━━━ TEXT SHOWN

Can you please move miniq to the front? From where i sit this looks:
struct tcx_entry {
        struct bpf_mprog_bundle    bundle
__attribute__((__aligned__(64))); /*     0  3264 */

        /* XXX last struct has 36 bytes of padding */

        /* --- cacheline 51 boundary (3264 bytes) --- */
        struct mini_Qdisc *        miniq;                /*  3264     8 */

        /* size: 3328, cachelines: 52, members: 2 */
        /* padding: 56 */
        /* paddings: 1, sum paddings: 36 */
        /* forced alignments: 1 */
} __attribute__((__aligned__(64)));

That is a _lot_ of cachelines - at the expense of the status quo
clsact/ingress qdiscs which access miniq.

> +struct tcx_link {
> +       struct bpf_link link;
> +       struct net_device *dev;
> +       u32 location;
> +       u32 flags;
> +};
> +
> +static inline struct tcx_link *tcx_link(struct bpf_link *link)
> +{
> +       return container_of(link, struct tcx_link, link);
> +}
> +
> +static inline const struct tcx_link *tcx_link_const(const struct bpf_link *link)

━━━━━━
━━━ COLLECTED DATA

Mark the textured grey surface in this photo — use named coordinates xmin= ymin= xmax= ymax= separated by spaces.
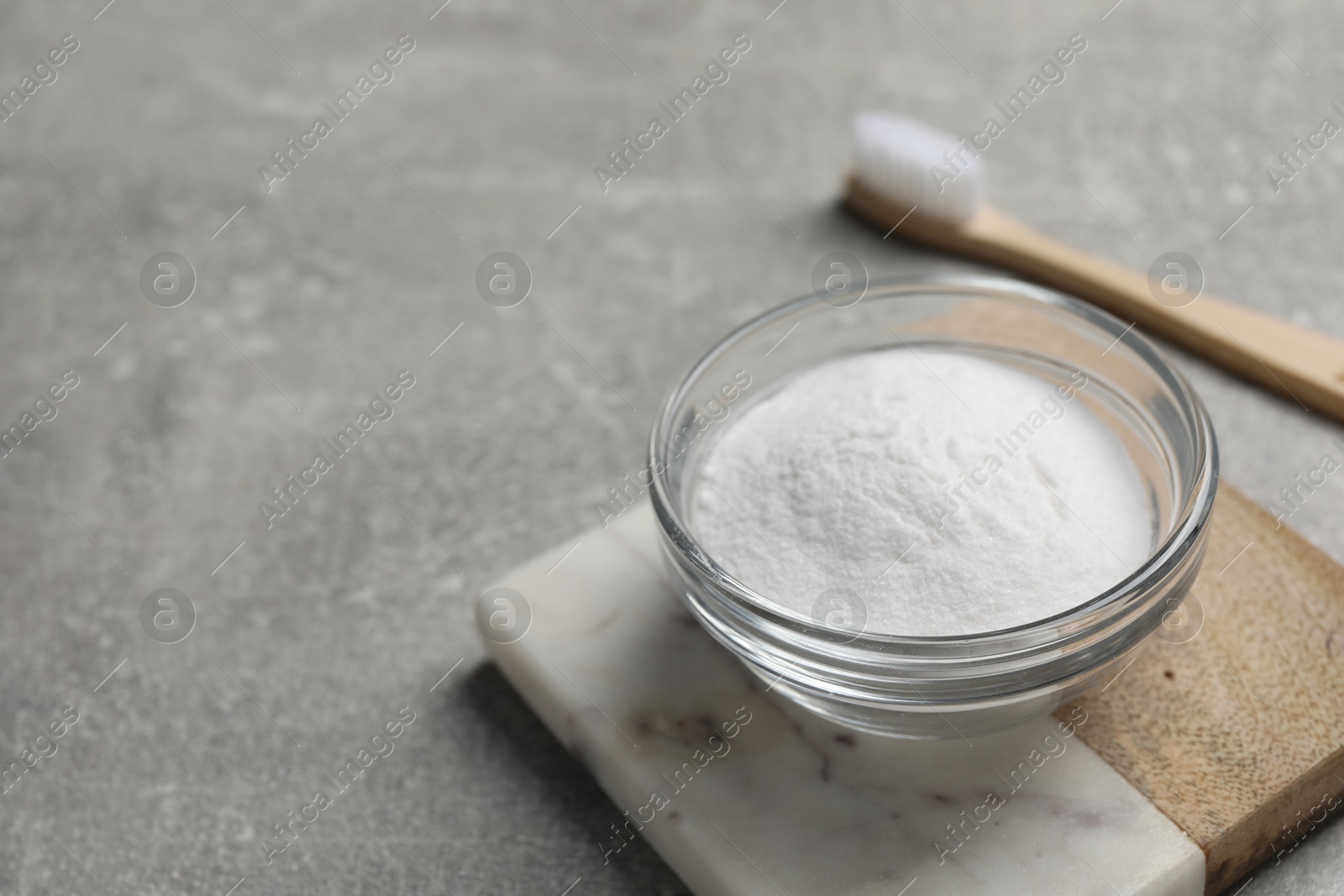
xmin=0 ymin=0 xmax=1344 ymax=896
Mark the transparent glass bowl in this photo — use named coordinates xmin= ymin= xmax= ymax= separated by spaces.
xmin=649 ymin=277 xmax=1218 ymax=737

━━━━━━

**STATED EXERCISE A**
In the code review note, duplicate the part from "That is a _lot_" to "tcx_link *tcx_link(struct bpf_link *link)".
**STATED EXERCISE B**
What total size and number of cachelines does the code review note give for struct tcx_entry?

**FULL OUTPUT A**
That is a _lot_ of cachelines - at the expense of the status quo
clsact/ingress qdiscs which access miniq.

> +struct tcx_link {
> +       struct bpf_link link;
> +       struct net_device *dev;
> +       u32 location;
> +       u32 flags;
> +};
> +
> +static inline struct tcx_link *tcx_link(struct bpf_link *link)

**FULL OUTPUT B**
3328 bytes, across 52 cachelines.